- _Reading passage_:
───

# Train journeys - discounts - Renfe



## Suenneil (Feb 17, 2009)

Hiya ... for those of you who like to travel and see different parts of Spain (I know there are one or two of you out there!) I thought this may be of interest - published in the Sur in English this week. I need to get more info but some of the destinations look like places I still want to see - and if it also includes 1 night in a hotel then it sounds a pretty good deal .......!! Sue xx :ranger:


Renfe plans to attract passengers over the high season with a package deal, '100 escapadas', which includes a return train ticket to one of the 100 most popular national holiday destinations plus a night in a hotel for between 57 and 99 euros.

The trips, which must be booked at travel agencies, also include discounts on car rental and entrances to museums. Antequera and Ronda are the only two Malaga destinations on the route, which includes Granada, Cordoba, Cadiz and Almeria. The offer runs until December 15th.

───

- _Information given_:
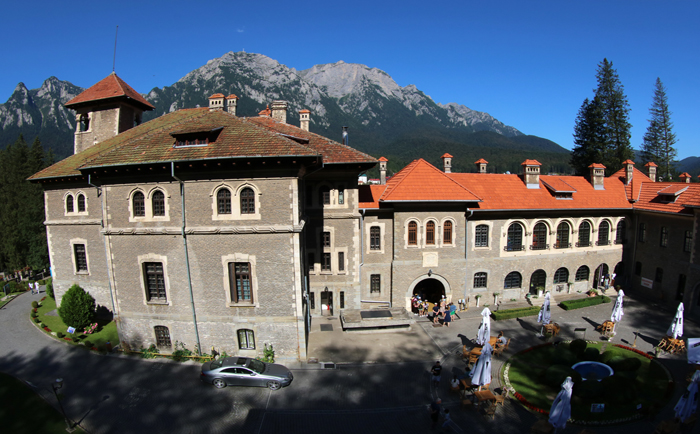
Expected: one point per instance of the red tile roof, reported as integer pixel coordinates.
(111, 87)
(420, 181)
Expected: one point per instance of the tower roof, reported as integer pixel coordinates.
(110, 88)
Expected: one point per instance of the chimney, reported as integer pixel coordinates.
(531, 173)
(629, 171)
(216, 102)
(481, 165)
(304, 119)
(651, 170)
(597, 176)
(231, 103)
(382, 170)
(447, 162)
(279, 111)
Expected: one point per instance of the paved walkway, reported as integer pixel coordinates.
(113, 394)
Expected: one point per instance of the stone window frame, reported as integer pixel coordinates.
(235, 190)
(153, 257)
(240, 257)
(73, 243)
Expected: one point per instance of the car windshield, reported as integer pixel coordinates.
(257, 366)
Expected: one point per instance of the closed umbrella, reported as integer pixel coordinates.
(545, 316)
(481, 373)
(688, 403)
(676, 329)
(484, 333)
(561, 407)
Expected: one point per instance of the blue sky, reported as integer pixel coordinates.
(529, 63)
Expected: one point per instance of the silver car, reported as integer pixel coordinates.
(244, 371)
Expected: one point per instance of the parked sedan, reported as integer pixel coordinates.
(244, 371)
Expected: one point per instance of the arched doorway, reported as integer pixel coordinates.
(431, 290)
(600, 272)
(538, 281)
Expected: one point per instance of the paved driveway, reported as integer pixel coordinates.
(109, 394)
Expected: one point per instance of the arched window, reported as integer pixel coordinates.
(480, 280)
(582, 273)
(621, 232)
(81, 203)
(513, 280)
(69, 203)
(223, 201)
(447, 232)
(481, 236)
(584, 234)
(515, 237)
(430, 233)
(604, 233)
(561, 275)
(247, 201)
(375, 242)
(412, 233)
(139, 204)
(563, 236)
(158, 203)
(539, 237)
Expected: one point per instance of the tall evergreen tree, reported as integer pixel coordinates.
(659, 138)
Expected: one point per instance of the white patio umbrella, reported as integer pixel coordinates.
(676, 329)
(484, 333)
(481, 373)
(688, 404)
(545, 316)
(561, 407)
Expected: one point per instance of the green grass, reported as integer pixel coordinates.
(106, 330)
(23, 411)
(527, 376)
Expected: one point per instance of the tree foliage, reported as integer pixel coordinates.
(657, 145)
(22, 232)
(77, 308)
(602, 129)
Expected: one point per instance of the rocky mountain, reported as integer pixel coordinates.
(383, 117)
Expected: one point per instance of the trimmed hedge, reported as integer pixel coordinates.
(515, 313)
(584, 302)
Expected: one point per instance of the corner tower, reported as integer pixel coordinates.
(104, 110)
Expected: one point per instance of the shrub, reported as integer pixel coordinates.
(77, 307)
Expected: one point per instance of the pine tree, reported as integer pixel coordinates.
(659, 138)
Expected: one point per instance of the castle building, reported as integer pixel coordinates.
(220, 231)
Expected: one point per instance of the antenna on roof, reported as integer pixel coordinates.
(114, 59)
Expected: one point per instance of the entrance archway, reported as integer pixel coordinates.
(431, 290)
(538, 281)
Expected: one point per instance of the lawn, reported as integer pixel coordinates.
(23, 411)
(106, 330)
(536, 374)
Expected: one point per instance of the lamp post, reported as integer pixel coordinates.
(56, 385)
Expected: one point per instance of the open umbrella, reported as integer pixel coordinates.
(484, 333)
(545, 316)
(676, 329)
(481, 373)
(688, 403)
(561, 407)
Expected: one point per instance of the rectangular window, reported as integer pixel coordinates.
(155, 281)
(80, 258)
(375, 284)
(239, 276)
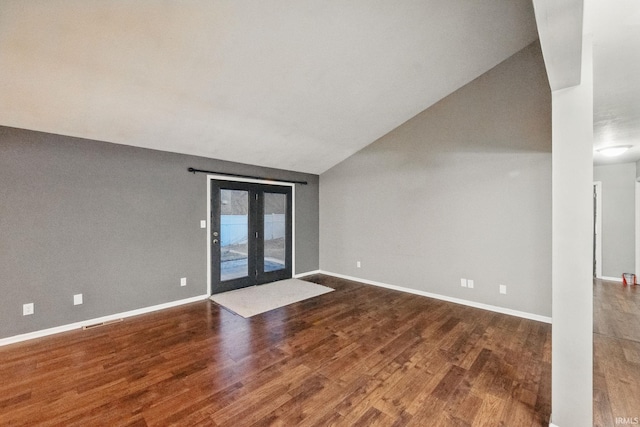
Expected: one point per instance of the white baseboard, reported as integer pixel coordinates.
(474, 304)
(308, 273)
(64, 328)
(611, 279)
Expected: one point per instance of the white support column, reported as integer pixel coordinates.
(572, 336)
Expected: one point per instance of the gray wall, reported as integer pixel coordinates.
(618, 218)
(462, 190)
(119, 224)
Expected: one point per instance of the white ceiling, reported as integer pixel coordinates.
(616, 77)
(298, 85)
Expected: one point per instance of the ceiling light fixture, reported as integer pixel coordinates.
(613, 151)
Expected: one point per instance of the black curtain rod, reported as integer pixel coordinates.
(235, 175)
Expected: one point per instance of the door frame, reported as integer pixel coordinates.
(253, 181)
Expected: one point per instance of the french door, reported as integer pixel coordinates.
(250, 234)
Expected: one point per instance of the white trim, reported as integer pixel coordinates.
(598, 228)
(78, 325)
(474, 304)
(308, 273)
(255, 181)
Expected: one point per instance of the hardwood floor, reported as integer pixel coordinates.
(358, 356)
(616, 361)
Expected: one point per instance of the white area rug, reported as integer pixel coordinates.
(254, 300)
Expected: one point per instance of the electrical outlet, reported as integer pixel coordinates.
(27, 309)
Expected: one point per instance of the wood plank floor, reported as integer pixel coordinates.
(359, 356)
(616, 362)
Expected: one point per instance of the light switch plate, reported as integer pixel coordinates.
(27, 309)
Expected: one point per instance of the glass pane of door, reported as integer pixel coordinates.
(275, 208)
(234, 234)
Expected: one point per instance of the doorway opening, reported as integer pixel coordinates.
(597, 230)
(250, 232)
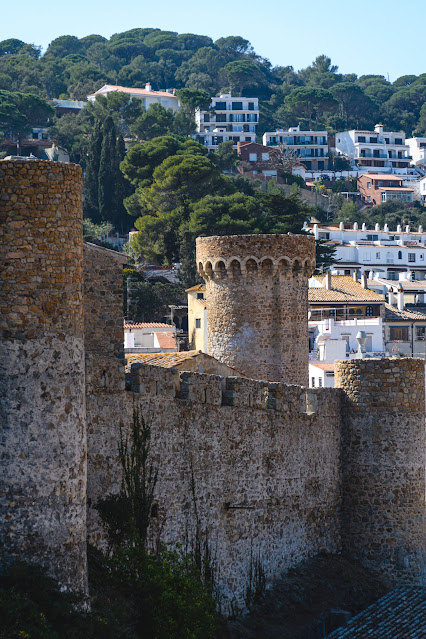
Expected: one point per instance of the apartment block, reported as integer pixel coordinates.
(386, 150)
(229, 118)
(310, 146)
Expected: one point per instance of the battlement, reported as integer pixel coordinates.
(151, 381)
(248, 256)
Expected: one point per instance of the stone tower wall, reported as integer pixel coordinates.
(42, 405)
(383, 465)
(257, 304)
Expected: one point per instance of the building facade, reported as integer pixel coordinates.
(167, 99)
(229, 118)
(371, 150)
(378, 188)
(311, 147)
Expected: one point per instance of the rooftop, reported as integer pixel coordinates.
(398, 615)
(343, 289)
(147, 325)
(108, 88)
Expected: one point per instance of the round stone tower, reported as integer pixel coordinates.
(383, 465)
(42, 399)
(257, 303)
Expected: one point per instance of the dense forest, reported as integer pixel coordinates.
(73, 68)
(141, 168)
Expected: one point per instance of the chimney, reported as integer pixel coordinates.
(400, 297)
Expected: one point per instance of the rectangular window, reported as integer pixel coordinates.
(398, 333)
(420, 333)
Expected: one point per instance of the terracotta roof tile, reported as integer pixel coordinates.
(166, 340)
(398, 615)
(147, 325)
(343, 289)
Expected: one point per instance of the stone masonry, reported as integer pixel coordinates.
(42, 398)
(383, 465)
(257, 305)
(259, 470)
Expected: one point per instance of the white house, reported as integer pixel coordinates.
(417, 148)
(391, 254)
(166, 98)
(228, 119)
(149, 337)
(310, 146)
(386, 150)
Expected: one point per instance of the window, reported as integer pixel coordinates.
(420, 333)
(398, 333)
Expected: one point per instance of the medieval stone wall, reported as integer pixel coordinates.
(256, 295)
(383, 465)
(42, 398)
(103, 301)
(251, 467)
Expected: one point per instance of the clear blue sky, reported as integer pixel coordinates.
(380, 36)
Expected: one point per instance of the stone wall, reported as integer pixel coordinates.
(256, 294)
(383, 465)
(103, 301)
(252, 466)
(42, 399)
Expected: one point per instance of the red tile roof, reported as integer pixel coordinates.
(166, 340)
(129, 325)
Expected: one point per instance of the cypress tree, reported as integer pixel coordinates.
(107, 177)
(91, 199)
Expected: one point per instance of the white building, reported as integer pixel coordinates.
(310, 146)
(228, 118)
(371, 150)
(166, 98)
(149, 337)
(417, 148)
(391, 254)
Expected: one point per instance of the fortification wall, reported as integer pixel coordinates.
(249, 466)
(42, 398)
(257, 305)
(103, 301)
(383, 465)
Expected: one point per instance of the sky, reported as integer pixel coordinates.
(378, 37)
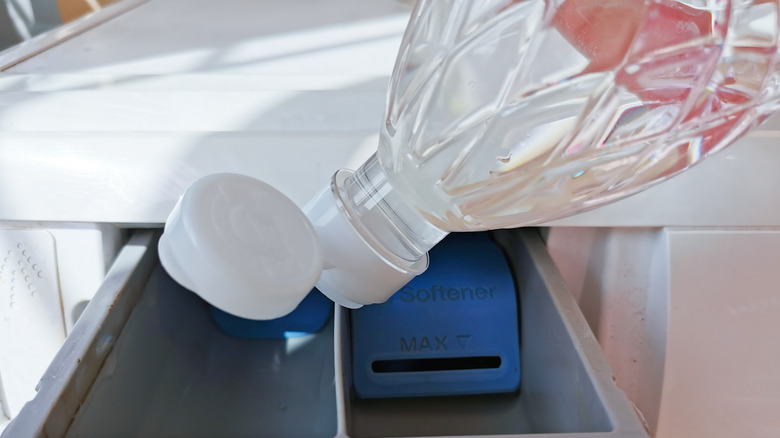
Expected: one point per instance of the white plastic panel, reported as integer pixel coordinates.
(262, 89)
(48, 273)
(32, 327)
(722, 374)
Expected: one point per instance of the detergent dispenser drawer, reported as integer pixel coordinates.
(147, 359)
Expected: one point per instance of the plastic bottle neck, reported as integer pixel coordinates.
(389, 224)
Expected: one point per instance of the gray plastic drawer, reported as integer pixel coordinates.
(145, 359)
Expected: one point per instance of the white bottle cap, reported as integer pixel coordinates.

───

- _What to work on_:
In two sentences, summarize the forum thread on Renfe train discounts.

- _Response for this exercise_:
A forum post shares a report from the Sur in English about Renfe's "100 escapadas" package, which offers a return train ticket to one of Spain's 100 most popular holiday destinations plus a night in a hotel for between 57 and 99 euros. The trips must be booked at travel agencies, include discounts on car rental and museum entrances, count Antequera and Ronda as the only Malaga destinations, and are available until December 15th.